(Records for pointing to objects in photos)
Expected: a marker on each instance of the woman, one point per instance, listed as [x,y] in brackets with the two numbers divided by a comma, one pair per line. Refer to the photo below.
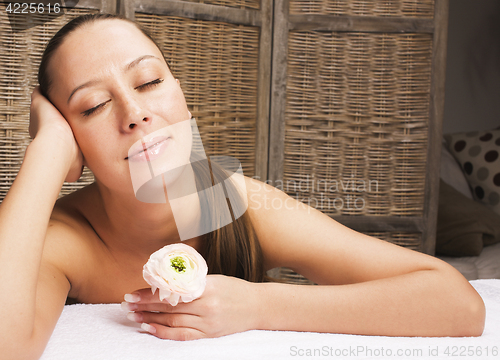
[109,86]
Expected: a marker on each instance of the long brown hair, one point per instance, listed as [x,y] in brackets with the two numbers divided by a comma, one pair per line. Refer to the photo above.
[231,250]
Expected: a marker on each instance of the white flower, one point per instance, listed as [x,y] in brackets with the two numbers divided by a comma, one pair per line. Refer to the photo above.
[178,271]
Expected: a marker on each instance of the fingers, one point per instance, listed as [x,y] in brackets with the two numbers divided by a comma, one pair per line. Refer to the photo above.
[170,320]
[173,333]
[145,300]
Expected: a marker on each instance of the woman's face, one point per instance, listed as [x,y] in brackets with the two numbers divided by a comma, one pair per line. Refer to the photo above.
[114,88]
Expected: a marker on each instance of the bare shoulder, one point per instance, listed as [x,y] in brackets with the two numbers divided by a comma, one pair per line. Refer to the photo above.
[68,246]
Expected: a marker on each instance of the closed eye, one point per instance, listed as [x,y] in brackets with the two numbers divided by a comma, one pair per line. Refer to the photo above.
[149,84]
[94,109]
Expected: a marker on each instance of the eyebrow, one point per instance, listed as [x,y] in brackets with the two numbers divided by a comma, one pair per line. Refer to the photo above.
[127,68]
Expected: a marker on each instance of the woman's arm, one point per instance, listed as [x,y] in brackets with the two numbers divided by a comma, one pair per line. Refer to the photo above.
[32,291]
[382,289]
[367,286]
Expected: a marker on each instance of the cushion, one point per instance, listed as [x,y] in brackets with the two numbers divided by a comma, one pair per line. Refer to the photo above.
[479,155]
[452,173]
[464,226]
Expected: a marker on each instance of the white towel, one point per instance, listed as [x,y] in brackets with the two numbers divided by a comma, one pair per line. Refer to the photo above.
[89,332]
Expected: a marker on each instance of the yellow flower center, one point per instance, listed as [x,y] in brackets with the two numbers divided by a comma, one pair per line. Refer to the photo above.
[178,264]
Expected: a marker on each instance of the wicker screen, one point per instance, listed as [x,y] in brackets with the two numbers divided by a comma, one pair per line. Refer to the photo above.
[357,120]
[217,65]
[20,53]
[240,4]
[394,8]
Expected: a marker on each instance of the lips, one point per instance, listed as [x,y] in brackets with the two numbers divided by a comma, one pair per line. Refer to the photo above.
[148,150]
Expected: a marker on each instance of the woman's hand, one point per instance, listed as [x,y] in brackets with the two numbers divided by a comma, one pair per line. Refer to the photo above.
[228,305]
[46,119]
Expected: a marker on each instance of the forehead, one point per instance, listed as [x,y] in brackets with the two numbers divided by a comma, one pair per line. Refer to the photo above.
[97,49]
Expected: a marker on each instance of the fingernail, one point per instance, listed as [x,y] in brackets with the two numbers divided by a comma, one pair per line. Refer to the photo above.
[148,328]
[132,316]
[128,306]
[132,298]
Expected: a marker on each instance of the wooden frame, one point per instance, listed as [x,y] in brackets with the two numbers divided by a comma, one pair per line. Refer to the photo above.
[283,23]
[259,18]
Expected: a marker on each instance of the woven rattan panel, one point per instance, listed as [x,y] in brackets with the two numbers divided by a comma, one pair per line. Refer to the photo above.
[357,121]
[217,66]
[20,53]
[410,240]
[397,8]
[241,4]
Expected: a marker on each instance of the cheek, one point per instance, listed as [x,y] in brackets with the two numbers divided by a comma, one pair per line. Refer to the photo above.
[95,144]
[172,105]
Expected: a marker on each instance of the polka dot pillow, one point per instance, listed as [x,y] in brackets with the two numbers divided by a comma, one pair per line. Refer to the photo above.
[478,154]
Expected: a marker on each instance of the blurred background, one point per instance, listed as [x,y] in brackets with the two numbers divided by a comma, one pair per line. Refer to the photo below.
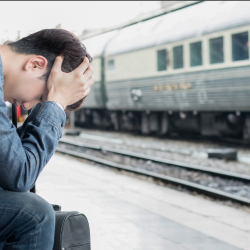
[162,67]
[170,102]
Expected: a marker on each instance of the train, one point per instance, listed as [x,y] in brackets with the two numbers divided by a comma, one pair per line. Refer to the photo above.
[185,72]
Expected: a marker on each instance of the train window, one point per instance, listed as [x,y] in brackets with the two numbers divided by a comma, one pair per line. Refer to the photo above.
[111,65]
[216,50]
[162,60]
[178,57]
[195,54]
[240,46]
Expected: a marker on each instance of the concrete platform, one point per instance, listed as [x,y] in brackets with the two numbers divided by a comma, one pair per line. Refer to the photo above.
[126,213]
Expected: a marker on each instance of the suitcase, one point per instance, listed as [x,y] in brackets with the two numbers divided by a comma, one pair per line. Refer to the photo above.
[72,228]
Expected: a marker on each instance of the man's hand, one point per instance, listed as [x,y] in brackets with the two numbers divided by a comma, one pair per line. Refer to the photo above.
[68,88]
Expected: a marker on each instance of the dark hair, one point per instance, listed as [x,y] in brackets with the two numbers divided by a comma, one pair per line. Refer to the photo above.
[50,43]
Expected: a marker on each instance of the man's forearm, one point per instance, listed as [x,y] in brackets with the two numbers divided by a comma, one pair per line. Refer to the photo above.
[22,159]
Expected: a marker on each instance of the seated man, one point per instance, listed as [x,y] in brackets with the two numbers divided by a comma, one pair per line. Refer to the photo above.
[32,72]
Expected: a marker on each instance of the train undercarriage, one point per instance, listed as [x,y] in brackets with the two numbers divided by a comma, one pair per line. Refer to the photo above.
[207,124]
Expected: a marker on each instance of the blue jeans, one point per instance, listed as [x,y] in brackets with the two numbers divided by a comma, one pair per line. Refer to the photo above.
[27,222]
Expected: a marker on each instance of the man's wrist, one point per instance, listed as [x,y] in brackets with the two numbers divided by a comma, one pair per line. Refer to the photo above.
[60,105]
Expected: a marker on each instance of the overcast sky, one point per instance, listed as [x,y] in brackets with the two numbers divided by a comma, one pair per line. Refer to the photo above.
[31,16]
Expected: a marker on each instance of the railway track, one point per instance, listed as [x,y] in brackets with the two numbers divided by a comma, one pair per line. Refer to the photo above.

__EXERCISE BRIEF__
Write out all the records above again, replacing "one point per instance" with "a single point for each instance" and changing nothing else. Leave the pictures out of your answer.

__SOLUTION TO THIS EXERCISE__
Expected: a marker on each instance of the woman, a single point for each instance, listed as [x,y] in brackets with the two numbers divided by a comma, one pair per line. Refer to the photo below.
[109,86]
Expected: a marker on each instance of the long brown hair, a single point for each instance, listed as [x,y] in brackets with the two numbers divided by a comma, one pair per line. Refer to the photo above.
[231,250]
Expected: a marker on each instance of the white flower, a single point for each instance, listed as [x,y] in brackets with the two numbers divided by a comma, one pair per line. Refer to the photo above.
[178,271]
Expected: a marker on each instance of the fingers, a single point for each instance, listed as [x,y] in brackets with the two numbers divided by a comma, one pair per line. Refer to the photo above.
[170,320]
[173,333]
[145,300]
Expected: a marker on each instance of the woman's face, a single point for each instance, listed as [x,y] in brackets with the two numbers divided by a comma, one pair per line. Refer to the photo above.
[114,88]
Expected: a marker on each instance of the bare shoulder, a single point for each instance, listed as [x,y] in brackets with the two numbers divided by a comma, one pair per line. Refer to the photo above.
[68,246]
Expected: a marker on each instance of the closed eye, a single point for each instance, listed as [x,y] in brackets with the two numbers divided by a comma, one pair per line. Refer to the photo above.
[149,84]
[94,109]
Expected: a marker on each instance of the eyebrow, a single point for each instance, listed as [x,y] in brackets with the two numbers divided by a comma, one pair per line. Refer to the photo above.
[127,68]
Expected: a marker on each instance of the woman's arm, a single point for each instance, listed as [x,y] in brackets with the two numbers divided by a comma, one pair per line. Refer to the photo above.
[32,291]
[382,289]
[367,286]
Expected: a marker on each instance of the cushion, a single point for each instance, listed as [x,y] in brackets with the two numbers divided by a comma, one pair per line. Refer to the photo above.
[479,155]
[452,173]
[464,226]
Expected: a marker on each instance of the white towel, a single point for each instance, listed as [x,y] in brackets with the two numbers divided by a comma, one pair per line. Refer to the photo above.
[89,332]
Expected: a marker on each instance of the yellow flower center, a single point for each instance, listed as [x,y] in brackets with the two numbers divided by a comma, one pair per line. Refer to the photo above.
[178,264]
Expected: a marker on each instance of the wicker screen, a single point for each instance, listed as [x,y] in brackets with the two numbers divided by a comma, one pair per line. Refer to the photo above.
[357,120]
[217,65]
[20,53]
[240,4]
[394,8]
Expected: a marker on each instance of the lips, a single point for each instance, listed as [x,y] in brackets with the two numbers divided by a comma, one pair per line. Refer to the photo above.
[148,150]
Expected: a marker on each instance of the woman's hand, a single point for each instance, listed as [x,y] in brackets with the two numbers divided by a comma, one pair per line. Refer to the photo above.
[228,305]
[46,119]
Expected: a marker on each instance of the forehead, a single point for each instance, listed as [x,y] in brackets with the two numbers divided by a comma, one pair per line. Refer to the photo above.
[97,49]
Expected: a marker on each instance of the fingernail, a single point for each instance, listed as [x,y] in brackets with the two numbers divided by a comma, one pair per line. Refer to the photo above.
[148,328]
[132,316]
[128,306]
[132,298]
Expected: a marker on each instance of the wooden frame, a single point for each instance, listed as [x,y] in brackets with the two numbers divided by a comma, one pair per line. Refer to the photo above.
[283,23]
[259,18]
Expected: a marker on each instance of the woven rattan panel, a single point for each instance, listed as [x,y] in brackets with the two numbers divided by a comma, one pair per line. Refer to the photo above.
[357,121]
[217,66]
[20,53]
[410,240]
[397,8]
[241,4]
Expected: a marker on each instance of the cheek, a single point for each instance, listed as [x,y] in brackets with the two numbers divided by a comma, one pair per line. Refer to the photo above.
[95,144]
[172,105]
Expected: a marker on each instance of the polka dot pillow, a single point for each instance, listed as [x,y] in brackets with the two numbers divided by a comma, one pair per line. Refer to the photo above.
[478,154]
Expected: a marker on each instance of the blurred background, a single point for each instance, listed as [x,y] in brackets with the two numbers divided by a comma, one pair per line. Refer to the photo below.
[162,67]
[170,102]
Expected: a marker on each instance of the train, a single point for each instance, listed as [x,y] in brackets with the two numbers divided by a comma, one pair per line. Refer to the photo above.
[185,72]
Expected: a marker on each instance of the train window, a single point for each instance, listed as [x,y] in brackets with the two numbers divided by a comma, one pair per line. Refer to the photo above.
[111,65]
[216,50]
[162,60]
[178,57]
[195,54]
[240,46]
Expected: a marker on each instance of the concrete platform, a single point for each instance, listed as [x,y] in brackets with the two numbers divided by a comma, one pair per line. Refer to the photo above.
[126,213]
Expected: a marker on each instance of the suitcase, a single point for each instance, listed as [x,y] in brackets with the two numbers divided by a comma, one pair per line. Refer to the photo above.
[72,228]
Expected: a marker on each instance of the man's hand, a single point for each instance, listed as [x,y] in brackets with the two numbers divided by a comma, one pair per line. Refer to the photo above.
[68,88]
Expected: a marker on each instance of the dark hair, a single point for each instance, listed as [x,y] in brackets with the two numbers divided by a comma, one pair per line. Refer to the photo above.
[50,43]
Expected: a marker on each instance of the man's forearm, a single point for each instance, listed as [x,y] in brackets with the two numbers divided by a comma, one pair per line. Refer to the photo above.
[22,159]
Expected: a marker on each instance of the seated man, a single point for each instance, listed as [x,y] in brackets with the two numbers divided by a comma, one pair per line. Refer to the photo above.
[32,72]
Expected: a marker on each instance of the train undercarriage, a single point for each instance, listed as [x,y] in brackets with the two numbers divided by a comma, one pair per line. Refer to the photo above.
[207,124]
Expected: a marker on each instance of the blue jeans, a single point for each instance, listed as [x,y] in brackets with the two numbers divided by a comma, one pair per line. Refer to the photo above.
[27,222]
Expected: a marker on each instance of the man's wrist, a single point for each instance, listed as [x,y] in brackets with the two numbers divided by a comma, one pair per line. Refer to the photo above.
[60,105]
Expected: a marker on each instance of the overcast sky, a single point for each instance, listed as [x,y] in brackets with the two numbers divided by a comma, one pair per line. Refer to the photo above.
[31,16]
Expected: a marker on each instance of the railway track, a single point for each instance, listed as [x,y] in brackets with the two numbers divided by a comma, one pair per line. Refer to the photo above.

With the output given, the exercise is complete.